• [Consignes du problème] Reprends sous forme de liste numérotée le passage qui va du début du listing jusqu'à la ligne contenant « 75 71 L 74 70 », cette ligne comprise, en laissant de côté les lignes vides.

• [Listing source]

++++++++++

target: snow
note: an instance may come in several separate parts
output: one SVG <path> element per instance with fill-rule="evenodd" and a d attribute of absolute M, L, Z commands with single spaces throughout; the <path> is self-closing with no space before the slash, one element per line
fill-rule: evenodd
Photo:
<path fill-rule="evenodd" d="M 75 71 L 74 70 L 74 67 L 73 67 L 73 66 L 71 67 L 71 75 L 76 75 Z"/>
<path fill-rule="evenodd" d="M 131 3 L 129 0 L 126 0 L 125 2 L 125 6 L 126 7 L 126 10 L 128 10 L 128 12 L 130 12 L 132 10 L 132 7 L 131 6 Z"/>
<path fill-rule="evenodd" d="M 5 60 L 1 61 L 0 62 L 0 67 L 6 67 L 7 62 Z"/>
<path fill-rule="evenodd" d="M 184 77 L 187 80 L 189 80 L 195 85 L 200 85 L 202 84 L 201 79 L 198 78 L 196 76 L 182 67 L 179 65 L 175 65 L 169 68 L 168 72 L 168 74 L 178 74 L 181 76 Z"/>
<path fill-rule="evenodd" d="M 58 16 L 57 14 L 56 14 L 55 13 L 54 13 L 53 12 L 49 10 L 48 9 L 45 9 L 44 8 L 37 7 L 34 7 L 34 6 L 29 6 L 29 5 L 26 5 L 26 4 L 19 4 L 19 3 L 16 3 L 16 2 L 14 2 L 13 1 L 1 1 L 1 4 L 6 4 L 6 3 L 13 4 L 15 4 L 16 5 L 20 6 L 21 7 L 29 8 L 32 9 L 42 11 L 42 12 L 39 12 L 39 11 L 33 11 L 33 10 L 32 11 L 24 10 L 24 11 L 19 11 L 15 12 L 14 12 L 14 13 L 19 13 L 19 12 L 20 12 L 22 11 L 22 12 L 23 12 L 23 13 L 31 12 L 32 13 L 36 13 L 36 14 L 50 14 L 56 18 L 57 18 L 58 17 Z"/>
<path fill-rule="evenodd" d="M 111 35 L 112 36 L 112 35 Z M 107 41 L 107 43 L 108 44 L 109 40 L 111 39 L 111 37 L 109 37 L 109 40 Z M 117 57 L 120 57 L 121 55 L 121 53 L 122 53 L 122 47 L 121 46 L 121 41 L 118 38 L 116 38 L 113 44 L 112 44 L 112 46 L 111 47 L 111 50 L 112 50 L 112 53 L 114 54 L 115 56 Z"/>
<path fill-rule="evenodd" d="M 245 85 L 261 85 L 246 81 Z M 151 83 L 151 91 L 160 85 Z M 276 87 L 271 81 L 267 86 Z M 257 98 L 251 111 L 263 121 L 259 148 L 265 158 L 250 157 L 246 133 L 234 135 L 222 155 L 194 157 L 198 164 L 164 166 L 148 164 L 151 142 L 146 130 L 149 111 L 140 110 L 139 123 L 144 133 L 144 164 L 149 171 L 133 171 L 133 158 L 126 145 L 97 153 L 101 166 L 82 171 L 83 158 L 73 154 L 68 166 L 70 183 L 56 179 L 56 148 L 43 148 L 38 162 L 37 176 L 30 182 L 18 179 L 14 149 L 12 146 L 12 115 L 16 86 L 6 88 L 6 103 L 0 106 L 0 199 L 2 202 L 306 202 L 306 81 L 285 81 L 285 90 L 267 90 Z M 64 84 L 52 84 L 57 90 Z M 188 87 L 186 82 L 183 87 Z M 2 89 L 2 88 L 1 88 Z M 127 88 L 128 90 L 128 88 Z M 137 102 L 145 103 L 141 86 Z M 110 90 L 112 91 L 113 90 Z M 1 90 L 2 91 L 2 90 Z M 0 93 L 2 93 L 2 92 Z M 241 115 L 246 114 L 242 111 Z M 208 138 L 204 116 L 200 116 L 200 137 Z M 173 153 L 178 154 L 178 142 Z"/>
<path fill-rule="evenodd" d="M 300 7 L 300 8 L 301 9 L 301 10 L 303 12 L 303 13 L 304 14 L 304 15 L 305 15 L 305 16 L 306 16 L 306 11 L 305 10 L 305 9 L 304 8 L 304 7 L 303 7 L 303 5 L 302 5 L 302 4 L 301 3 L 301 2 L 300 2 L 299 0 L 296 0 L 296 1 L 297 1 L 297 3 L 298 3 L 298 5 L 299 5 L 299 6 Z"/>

++++++++++

• [Résultat obtenu]
1. target: snow
2. note: an instance may come in several separate parts
3. output: one SVG <path> element per instance with fill-rule="evenodd" and a d attribute of absolute M, L, Z commands with single spaces throughout; the <path> is self-closing with no space before the slash, one element per line
4. fill-rule: evenodd
5. Photo:
6. <path fill-rule="evenodd" d="M 75 71 L 74 70 L 74 67 L 73 67 L 73 66 L 71 67 L 71 75 L 76 75 Z"/>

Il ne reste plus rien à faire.